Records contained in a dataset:

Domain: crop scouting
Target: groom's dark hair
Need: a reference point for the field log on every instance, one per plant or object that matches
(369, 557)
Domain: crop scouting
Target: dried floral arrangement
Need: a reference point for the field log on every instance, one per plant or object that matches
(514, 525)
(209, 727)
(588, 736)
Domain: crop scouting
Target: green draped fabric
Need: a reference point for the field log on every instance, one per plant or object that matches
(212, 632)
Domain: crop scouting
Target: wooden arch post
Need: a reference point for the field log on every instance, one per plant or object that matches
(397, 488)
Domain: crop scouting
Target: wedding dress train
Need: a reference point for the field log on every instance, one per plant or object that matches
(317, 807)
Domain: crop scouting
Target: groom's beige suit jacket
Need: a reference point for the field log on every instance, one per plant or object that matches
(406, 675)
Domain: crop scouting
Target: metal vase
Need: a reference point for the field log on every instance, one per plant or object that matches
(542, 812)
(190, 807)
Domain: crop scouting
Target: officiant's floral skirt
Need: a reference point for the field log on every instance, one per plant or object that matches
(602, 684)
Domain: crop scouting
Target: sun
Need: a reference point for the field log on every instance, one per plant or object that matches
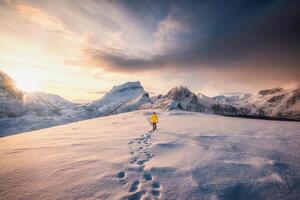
(25, 81)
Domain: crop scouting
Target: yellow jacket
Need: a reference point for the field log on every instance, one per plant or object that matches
(154, 118)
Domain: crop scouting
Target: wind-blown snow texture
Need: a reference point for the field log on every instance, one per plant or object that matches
(191, 156)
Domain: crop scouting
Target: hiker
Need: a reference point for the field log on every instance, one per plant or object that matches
(154, 120)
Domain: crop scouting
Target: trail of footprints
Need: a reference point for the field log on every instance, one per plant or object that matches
(144, 186)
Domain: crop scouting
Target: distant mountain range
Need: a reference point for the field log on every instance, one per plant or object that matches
(20, 111)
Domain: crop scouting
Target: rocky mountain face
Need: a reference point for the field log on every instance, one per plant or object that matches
(20, 111)
(179, 98)
(123, 98)
(274, 103)
(11, 98)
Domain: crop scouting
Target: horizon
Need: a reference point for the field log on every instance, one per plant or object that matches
(151, 95)
(80, 50)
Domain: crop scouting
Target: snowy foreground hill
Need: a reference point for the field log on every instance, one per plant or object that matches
(191, 156)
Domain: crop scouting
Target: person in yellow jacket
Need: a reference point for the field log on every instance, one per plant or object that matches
(154, 120)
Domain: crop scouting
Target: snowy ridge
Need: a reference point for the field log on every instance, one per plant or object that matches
(191, 156)
(124, 98)
(30, 111)
(11, 98)
(179, 98)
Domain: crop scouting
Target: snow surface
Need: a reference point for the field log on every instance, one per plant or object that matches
(191, 156)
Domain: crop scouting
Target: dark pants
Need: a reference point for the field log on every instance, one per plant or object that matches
(154, 126)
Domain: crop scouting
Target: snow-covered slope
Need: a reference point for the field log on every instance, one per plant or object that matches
(11, 98)
(191, 156)
(276, 102)
(46, 104)
(179, 98)
(123, 98)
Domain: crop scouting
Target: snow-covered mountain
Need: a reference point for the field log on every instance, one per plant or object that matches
(179, 98)
(46, 104)
(276, 102)
(123, 98)
(20, 111)
(193, 156)
(11, 98)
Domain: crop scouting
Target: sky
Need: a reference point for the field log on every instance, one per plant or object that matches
(80, 49)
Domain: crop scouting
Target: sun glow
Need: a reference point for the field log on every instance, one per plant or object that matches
(25, 81)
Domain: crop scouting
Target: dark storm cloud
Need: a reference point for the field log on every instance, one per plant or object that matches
(247, 33)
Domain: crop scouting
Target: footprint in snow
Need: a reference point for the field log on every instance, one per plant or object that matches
(134, 186)
(120, 175)
(147, 176)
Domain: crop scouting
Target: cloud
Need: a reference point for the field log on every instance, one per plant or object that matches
(40, 18)
(166, 38)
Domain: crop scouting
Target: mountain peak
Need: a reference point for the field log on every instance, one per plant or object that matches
(180, 92)
(136, 85)
(270, 91)
(8, 87)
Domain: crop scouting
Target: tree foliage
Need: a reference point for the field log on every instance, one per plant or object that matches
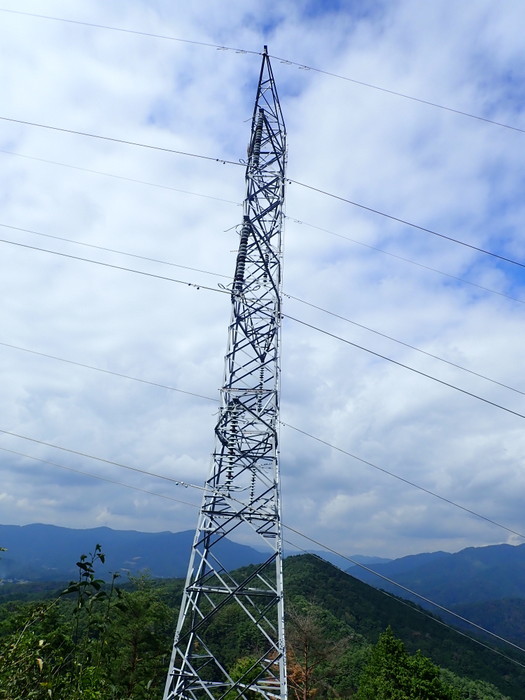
(393, 674)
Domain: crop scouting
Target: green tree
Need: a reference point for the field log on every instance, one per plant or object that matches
(393, 674)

Prompt
Exactly retype each record above, dropping images.

Problem solution
Domain: crop scouting
Target: groom's dark hair
Need: a reference point for the field log on every instance, one per plant or object that matches
(369, 557)
Domain: crop scouting
Target: dried floral arrangement
Need: a reference point for the field log on every instance, one per plant or object that matches
(514, 525)
(209, 727)
(588, 736)
Domain: crop scouting
Target: green draped fabric
Need: a reference point for the field log on every instance, one per plant or object that matches
(212, 632)
Domain: crop scouting
Target: wooden arch post
Need: a reference point for the field log on every instance, one per plant or object that matches
(397, 488)
Domain: crop scouting
Target: wedding dress train
Need: a reference point for the field log on every instance, one per plant or object that matches
(317, 807)
Domain: crop scouting
Target: groom's beige suit jacket
Need: a reference point for the field log on every instance, one per plant or object that matches
(406, 675)
Domain: crop scouting
Target: metal vase
Need: a reference point for the field log on every instance, one per plant or object that matches
(542, 812)
(190, 807)
Domain: crop scouting
Target: officiant's floral skirt
Need: a reference point for the field log on every instance, one per plant or object that matches
(602, 684)
Domain: crop scouting
Target: sun
Need: a reference point for the field log on every instance, one per plant or object that matches
(25, 81)
Domain: crop scouting
Target: yellow jacket
Need: a reference point for the field log on every instance, one per plant or object that matches
(154, 118)
Domain: crop scouting
Target: wind-blown snow texture
Need: a reference point for the field log on every instance, one per plant or object that matches
(191, 156)
Domain: crop scouting
Target: hiker
Need: a reference point for the field log on every instance, one per plant or object that matches
(154, 120)
Domain: crop scouting
Target: trail of footprints
Need: a reference point for the field log on every instance, one per plant or object that matches
(144, 186)
Domain: crop scouting
Target: distant mountain range
Need: a reference point for the field log on every instance, one per plant or object that matches
(20, 111)
Domain: crop scouting
Target: rocky mountain face
Need: a reference point for the field log on every instance, one per plant or object that matches
(20, 111)
(179, 98)
(123, 98)
(274, 103)
(11, 98)
Domain: crop scouting
Target: horizon
Need: a reference point for the field log on every instance, one per plant or object that matches
(151, 95)
(80, 50)
Domain: crop scouting
Target: snowy foreground hill
Need: a reference point for the field log on every instance, one per plant or object that matches
(191, 156)
Domain: crop scouting
Target: person in yellow jacket
Need: a reference point for the field log on every instance, one per plant or object that matches
(154, 120)
Domain: crop scouting
Target: snowy ridge
Need: a reference point for the field log on every instance, one per plant or object that matches
(191, 156)
(124, 98)
(30, 111)
(11, 98)
(179, 98)
Domain: crop scouting
Target: snow surface
Need: a reference point for the field log on every instance, one per plant or object that matches
(191, 156)
Domain: crop scouting
Target: dark pants
Need: a reference point for the field log on every instance, one per plant or object that matches
(154, 126)
Domain: crop scouting
Target: snow-covered slope
Need: a reference point for the field log on every instance, one per plant or object that matches
(11, 98)
(191, 156)
(276, 102)
(46, 104)
(179, 98)
(123, 98)
Domain: crop scouting
Target: snow-covered mountain
Need: a reference point for the field log on every instance, one per plant or object that matches
(179, 98)
(46, 104)
(276, 102)
(123, 98)
(20, 111)
(193, 156)
(11, 98)
Domain: crop scouting
Target: sky
Need: a reference point for the field log on every instance, one per plant or object that matches
(80, 49)
Domain: crop scouting
Target: sun glow
Need: a reference point for the field log on every instance, one per plant or object that matches
(25, 81)
Domain: crop scouting
Target: dark storm cloud
Need: a reference point for the field log on every instance, one per plant or object that matches
(247, 33)
Domain: crop scouting
Target: footprint in snow
Need: a reference point for the field log on every instance, one per plant or object that matches
(134, 186)
(120, 175)
(147, 176)
Domain: crop scouting
Target: cloud
Need: a reference point for the field log on every instance, one per plant or object that matches
(40, 18)
(166, 38)
Domain: crop scouting
Target: mountain peak
Need: a reference point for the field log on every instance, one per plant or object that matches
(180, 92)
(136, 85)
(270, 91)
(8, 87)
Domain: crop scouting
Target: tree foliage
Need: a reference point for the field log on every instance, one per plant or object that matches
(393, 674)
Domain: crop scouting
Target: green tree
Need: a reference point for the field log on every instance, one per plant or object that matches
(393, 674)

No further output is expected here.